### Work to be completed
Find the word "jacket" in the listing below, then return every line it appears in.
--- START ---
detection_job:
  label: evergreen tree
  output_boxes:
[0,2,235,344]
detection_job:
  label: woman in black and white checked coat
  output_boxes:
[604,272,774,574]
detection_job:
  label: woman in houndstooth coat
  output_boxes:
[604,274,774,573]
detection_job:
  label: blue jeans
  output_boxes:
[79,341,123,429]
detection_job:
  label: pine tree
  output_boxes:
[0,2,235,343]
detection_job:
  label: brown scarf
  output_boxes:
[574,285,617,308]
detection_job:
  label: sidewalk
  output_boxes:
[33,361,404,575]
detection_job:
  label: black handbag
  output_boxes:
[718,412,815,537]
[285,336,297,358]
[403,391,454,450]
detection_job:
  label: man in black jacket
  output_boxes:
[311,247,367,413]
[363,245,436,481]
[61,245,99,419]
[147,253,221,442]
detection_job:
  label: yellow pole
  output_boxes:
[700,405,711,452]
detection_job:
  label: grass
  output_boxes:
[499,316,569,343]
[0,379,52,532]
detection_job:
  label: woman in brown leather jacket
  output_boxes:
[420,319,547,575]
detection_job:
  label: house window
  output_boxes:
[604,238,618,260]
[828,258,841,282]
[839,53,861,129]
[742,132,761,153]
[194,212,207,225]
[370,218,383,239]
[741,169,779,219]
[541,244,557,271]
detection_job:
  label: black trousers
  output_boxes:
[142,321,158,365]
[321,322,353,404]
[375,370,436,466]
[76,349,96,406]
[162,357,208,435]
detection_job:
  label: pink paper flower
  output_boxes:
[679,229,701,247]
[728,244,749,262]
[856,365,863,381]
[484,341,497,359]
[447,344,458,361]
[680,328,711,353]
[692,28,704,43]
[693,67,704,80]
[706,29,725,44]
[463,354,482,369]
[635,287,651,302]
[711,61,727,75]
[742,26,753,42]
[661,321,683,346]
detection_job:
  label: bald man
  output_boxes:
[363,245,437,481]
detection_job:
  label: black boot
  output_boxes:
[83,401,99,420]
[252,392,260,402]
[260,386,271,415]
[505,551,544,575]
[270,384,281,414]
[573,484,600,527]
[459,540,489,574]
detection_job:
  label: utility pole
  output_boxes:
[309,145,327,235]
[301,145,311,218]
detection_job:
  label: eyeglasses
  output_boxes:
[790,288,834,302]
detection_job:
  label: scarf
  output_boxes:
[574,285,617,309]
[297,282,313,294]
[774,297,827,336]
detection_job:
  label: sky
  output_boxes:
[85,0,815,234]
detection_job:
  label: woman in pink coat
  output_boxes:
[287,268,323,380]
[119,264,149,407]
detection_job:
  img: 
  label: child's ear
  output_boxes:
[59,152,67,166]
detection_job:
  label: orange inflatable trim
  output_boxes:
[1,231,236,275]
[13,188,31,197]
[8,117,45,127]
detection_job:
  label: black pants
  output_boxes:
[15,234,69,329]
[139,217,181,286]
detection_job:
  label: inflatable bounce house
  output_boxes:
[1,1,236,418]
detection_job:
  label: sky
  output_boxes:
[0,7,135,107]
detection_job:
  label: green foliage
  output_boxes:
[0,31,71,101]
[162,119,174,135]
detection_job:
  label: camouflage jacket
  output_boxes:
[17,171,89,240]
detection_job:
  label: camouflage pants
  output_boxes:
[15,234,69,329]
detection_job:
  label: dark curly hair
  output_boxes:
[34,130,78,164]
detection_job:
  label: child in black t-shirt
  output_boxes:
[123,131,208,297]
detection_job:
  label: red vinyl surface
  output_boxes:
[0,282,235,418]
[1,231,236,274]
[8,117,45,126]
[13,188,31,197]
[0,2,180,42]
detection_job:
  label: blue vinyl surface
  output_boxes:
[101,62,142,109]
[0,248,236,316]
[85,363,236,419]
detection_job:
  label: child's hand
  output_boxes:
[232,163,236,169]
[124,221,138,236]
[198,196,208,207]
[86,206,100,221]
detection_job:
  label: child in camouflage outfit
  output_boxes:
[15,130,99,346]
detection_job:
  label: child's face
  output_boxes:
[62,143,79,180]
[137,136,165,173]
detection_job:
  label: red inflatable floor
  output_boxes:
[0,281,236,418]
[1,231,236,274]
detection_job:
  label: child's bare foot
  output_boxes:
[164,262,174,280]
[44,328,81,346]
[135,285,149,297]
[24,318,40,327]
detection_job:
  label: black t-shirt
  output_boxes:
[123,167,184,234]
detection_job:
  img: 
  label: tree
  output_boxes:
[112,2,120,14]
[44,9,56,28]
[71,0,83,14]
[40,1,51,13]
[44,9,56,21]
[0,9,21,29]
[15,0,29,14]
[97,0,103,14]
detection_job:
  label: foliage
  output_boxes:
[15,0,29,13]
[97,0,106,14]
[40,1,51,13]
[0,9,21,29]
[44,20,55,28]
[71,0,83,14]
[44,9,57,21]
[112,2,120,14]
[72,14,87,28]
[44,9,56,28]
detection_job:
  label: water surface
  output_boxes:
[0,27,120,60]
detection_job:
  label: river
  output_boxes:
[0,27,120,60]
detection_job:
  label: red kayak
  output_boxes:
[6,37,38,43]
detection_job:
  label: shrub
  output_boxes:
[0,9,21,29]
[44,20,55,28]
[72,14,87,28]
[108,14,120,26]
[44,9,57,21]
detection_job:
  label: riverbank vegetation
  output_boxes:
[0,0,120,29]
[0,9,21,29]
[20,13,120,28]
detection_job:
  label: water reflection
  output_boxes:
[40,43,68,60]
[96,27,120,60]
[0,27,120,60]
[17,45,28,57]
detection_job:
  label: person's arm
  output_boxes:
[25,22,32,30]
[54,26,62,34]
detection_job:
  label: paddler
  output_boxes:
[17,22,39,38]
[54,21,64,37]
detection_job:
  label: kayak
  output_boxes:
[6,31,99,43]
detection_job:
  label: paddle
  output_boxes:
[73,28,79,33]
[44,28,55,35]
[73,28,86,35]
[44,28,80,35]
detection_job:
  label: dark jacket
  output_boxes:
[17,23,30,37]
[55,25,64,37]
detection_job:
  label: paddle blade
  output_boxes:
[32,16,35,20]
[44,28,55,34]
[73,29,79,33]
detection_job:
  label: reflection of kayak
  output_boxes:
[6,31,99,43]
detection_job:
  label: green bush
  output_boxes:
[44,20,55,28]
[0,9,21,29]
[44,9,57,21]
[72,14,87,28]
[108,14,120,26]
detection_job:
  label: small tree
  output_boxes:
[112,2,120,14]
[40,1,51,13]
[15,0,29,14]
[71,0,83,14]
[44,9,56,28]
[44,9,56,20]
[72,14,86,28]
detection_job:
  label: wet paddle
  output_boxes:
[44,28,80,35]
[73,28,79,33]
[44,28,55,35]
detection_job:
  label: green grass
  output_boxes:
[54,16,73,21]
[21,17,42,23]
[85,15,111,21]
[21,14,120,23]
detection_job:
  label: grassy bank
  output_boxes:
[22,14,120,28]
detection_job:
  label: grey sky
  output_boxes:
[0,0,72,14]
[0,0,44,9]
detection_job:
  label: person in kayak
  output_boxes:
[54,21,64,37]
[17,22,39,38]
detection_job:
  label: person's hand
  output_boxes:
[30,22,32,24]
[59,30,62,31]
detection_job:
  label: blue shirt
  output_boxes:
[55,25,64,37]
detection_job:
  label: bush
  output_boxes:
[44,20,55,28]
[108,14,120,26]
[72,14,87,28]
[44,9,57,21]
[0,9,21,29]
--- END ---
--- START ---
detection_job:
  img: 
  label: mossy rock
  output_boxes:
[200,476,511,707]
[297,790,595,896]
--- END ---
--- START ---
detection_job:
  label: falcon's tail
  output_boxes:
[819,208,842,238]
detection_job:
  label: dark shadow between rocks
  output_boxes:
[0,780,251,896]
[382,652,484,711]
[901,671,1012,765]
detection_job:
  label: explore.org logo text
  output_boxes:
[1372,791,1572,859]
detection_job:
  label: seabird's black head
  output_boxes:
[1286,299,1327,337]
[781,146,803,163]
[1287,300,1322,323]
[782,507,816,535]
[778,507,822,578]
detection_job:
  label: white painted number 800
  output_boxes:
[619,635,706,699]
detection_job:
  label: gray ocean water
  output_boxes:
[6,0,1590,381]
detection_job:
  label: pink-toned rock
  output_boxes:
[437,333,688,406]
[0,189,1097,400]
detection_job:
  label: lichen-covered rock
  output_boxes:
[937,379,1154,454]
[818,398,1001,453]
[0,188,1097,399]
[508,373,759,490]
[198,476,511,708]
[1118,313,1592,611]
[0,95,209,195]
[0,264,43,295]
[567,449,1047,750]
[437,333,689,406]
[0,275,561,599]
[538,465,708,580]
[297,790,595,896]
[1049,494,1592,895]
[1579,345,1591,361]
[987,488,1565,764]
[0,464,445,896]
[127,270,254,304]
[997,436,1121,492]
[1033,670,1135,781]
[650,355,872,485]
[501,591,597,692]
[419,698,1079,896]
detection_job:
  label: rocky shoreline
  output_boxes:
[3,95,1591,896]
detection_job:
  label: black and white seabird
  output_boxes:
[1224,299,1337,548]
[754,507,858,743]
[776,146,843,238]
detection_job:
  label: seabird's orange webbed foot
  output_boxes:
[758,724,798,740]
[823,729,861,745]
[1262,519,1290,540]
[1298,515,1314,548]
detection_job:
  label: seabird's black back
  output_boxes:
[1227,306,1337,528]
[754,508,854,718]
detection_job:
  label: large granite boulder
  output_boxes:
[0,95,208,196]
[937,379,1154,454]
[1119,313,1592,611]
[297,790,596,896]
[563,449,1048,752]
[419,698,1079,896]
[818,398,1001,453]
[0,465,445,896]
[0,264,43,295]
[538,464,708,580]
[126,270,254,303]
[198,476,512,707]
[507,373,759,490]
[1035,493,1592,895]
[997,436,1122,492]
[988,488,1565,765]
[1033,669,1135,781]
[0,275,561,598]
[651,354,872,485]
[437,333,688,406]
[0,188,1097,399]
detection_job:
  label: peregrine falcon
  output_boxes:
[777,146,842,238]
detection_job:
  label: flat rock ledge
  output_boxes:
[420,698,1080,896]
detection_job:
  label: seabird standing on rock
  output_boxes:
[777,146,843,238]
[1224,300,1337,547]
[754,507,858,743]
--- END ---
### Exercise result
  label: man in black jacket
  label: woman in brown leather jacket
  label: camouflage jacket
  label: dark jacket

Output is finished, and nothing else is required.